··· Quoted text

Further information on some of the persons in the diary of John Robert Wilson
(and some other stuff)
Denning, C. ff. Lieutenant,
awarded the M.C. on February 2nd 1917.
Re 19th Feb. The first enemy machine shot down by 47 Sqn fell to Lt Denning. Whilst on patrol on a B.E. 12 he came across a German Albatross, in the ensuing fight Denning brought down the enemy aircraft but very little damage was done to it, a few bullets through the fuselage, the base of the right hand rear inner strut had been shot away and the aileron control damaged. When Denning landed beside the German machine the crew had already set fire to the aircraft but Denning rushed over and put out the fire, the Albatross was later dismantled and taken back to Janes.
Mather, Lieutenant, Observer.
Croil, Captain, Pilot
Ackroyd, J.B. 2/Lieutenant, Pilot.
Dickson, J.C.O. Captain, Pilot, Commander of "C" flight from winter 1917. He was awarded the DFC in the Birthday Honours list in June 1918.
Brufton, Howard Charles.
Lieutenant, Pilot. From Wanstead, London, died 8th July 1917.
From a report by the Officer Commanding No 25 Anti-Aircraft Section at Bekerli :- "At 19.30 hours a De Havilland engaged a Halberstadt over Krastali. The De Havilland pilot dived three times to the attack, and on the third occasion he dived very deeply and to great depth. After righting himself he proceeded in the direction of Janes. The Halberstadt took a northerly direction, apparently in great trouble."
When Lt Brufton`s machine was over the airfield at Janes it was seen to suddenly break up in the air. He fell about 3,000 feet and landed about 100 yards from his aircraft. He was buried in the cemetery near the aerodrome.
Sutherland, A.L. Lieutenant, Pilot.
Wilkinson, Eric Russell,
Lieutenant, Pilot, awarded the M.C. in the birthday honours list
June 1917. He came from Paddington, London.

······

*Written tasks:*
(1) Using the notes on people in John Robert Wilson's diary, answer these questions:
(a) On what date was Denning awarded the M.C.?
(b) Where did Howard Charles Brufton come from?
(c) In what month and year was Dickson awarded the DFC?
(2) Translate this sentence from the diary notes into French: "He was buried in the cemetery near the aerodrome."
(3) Write the next part of the notes on people in John Robert Wilson's diary, following on after the last sentence shown.
The material that comes after this plays no part in anything asked here.

··· Excerpted records

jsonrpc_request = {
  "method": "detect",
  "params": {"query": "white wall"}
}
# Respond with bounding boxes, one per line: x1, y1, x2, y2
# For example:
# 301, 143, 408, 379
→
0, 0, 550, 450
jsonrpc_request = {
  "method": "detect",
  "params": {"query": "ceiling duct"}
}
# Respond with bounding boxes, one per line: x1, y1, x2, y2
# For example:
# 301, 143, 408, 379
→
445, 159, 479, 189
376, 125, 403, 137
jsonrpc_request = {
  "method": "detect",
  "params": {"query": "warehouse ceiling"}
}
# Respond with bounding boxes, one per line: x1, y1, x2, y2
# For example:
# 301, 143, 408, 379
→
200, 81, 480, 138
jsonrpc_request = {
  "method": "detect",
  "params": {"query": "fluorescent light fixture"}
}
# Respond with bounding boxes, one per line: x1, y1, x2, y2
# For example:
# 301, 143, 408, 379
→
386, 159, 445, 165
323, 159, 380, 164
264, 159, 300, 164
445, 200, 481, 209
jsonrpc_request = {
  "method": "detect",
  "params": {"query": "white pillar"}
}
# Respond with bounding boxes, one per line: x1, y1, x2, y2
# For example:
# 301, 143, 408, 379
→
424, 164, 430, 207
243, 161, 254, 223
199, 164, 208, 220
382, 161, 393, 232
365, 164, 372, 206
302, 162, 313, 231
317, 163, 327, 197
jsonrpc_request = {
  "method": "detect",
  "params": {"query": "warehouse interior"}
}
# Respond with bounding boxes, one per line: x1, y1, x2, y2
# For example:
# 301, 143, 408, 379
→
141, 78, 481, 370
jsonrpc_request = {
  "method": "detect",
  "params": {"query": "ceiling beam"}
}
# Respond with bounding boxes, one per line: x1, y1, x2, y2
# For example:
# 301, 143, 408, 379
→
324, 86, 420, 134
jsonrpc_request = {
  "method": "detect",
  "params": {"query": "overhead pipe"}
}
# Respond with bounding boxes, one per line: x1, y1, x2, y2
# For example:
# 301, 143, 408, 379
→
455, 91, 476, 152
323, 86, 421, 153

······
··· Excerpted records

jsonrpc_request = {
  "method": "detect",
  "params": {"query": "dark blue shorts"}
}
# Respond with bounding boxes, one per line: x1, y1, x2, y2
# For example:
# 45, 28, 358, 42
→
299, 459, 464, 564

······

*Results by task:*
(1)
(a) February 2nd 1917
(b) Wanstead, London
(c) June 1918

(2) Il a été enterré dans le cimetière situé près de l'aérodrome.

(3)
At the end of February 1917 Lt Wilkinson was involved in an unusual accident. The pilots of 47 Sqn used any spare time practicing. One day 2/Lt J.L. Bamford of 17 Sqn, on a B.E.12, was returning from a patrol when he engaged Lt Wilkinson, on a D.H.2, in a mock fight over the aerodrome of Hadzi-Junas. In the course of this fight Bamford dived below Wilkinson and collided with the undercarriage of his machine, the tail plane and the rudder of the B.E.12 were swept away, and the machine began to fall out of control. At about 5,000 feet the airplane turned over on its back and remained that way until it hit the ground with one wing. Bamford received nothing more than concussion, and after being torpedoed whilst on his way to Egypt to recuperate, he was back flying again within a month. Unfortunately he was killed in action a few months later. Wilkinson landed safely but the aircraft folded like a pack of cards when it hit the ground.
On October 6th 1917 whilst returning from a bombing raid Wilkinson engaged enemy Infantry with machine gun fire, but his aircraft was hit in the engine and he was forced to land but he was shot in the abdomen and died the following day. He was 23 years old.
He is buried in Sarigol Military Cemetary, Kriston, Greece.
Stopher, A C.. 2/Lieutenant, Pilot, POW 12 th February 1917.
Dawes, G.W.P. Lt/Colonel.
Commander of 16 Wing RFC until June 19th 1918.
On 25th March 1917 Colonel Dawes set out to visit the wing commander at Mudros. When over the Athos peninsula his engine gave out and he was forced to land near Riha Bay, a desolate and uninhabited area. The following morning a machine was sent out search for him, but owing to fog the search was abandoned. Later in the day another search was mounted and this time Captain Hudson located his machine and as he flew low over it he saw four Greeks pointing in a north-westerly direction. It was assumed that the Colonel had gone across the peninsula to Toronis Bay. The navy were informed and a destroyer went to search, bringing him back the next day.
Pilkington, Lieutenant. Pilot.
Stowell, L.H. 2/Lieutenant.
On April 12th 1917 2/Lt Stowell with Lt J.J. Boyd Harvey were on a photographic recon and when over Stojakovo were hit by anti-aircraft fire, the rudder control was severed and the elevator controls almost severed. The machine plunged from 8,000 feet to 3,000 feet before control was resumed with the pilot operating the lateral aileron control and the observer pulling the tail skid wire.
Woodford, D.F. Lieutenant. 47 Sqn Adjutant
Leaver, H.C. Lieutenant. Observer.
Wynne-Eaton, R.M. Captain. Pilot.
Awarded the M.C. in the new years honours list, January 1917 and
Mentioned in Dispatches, November 28th 1917.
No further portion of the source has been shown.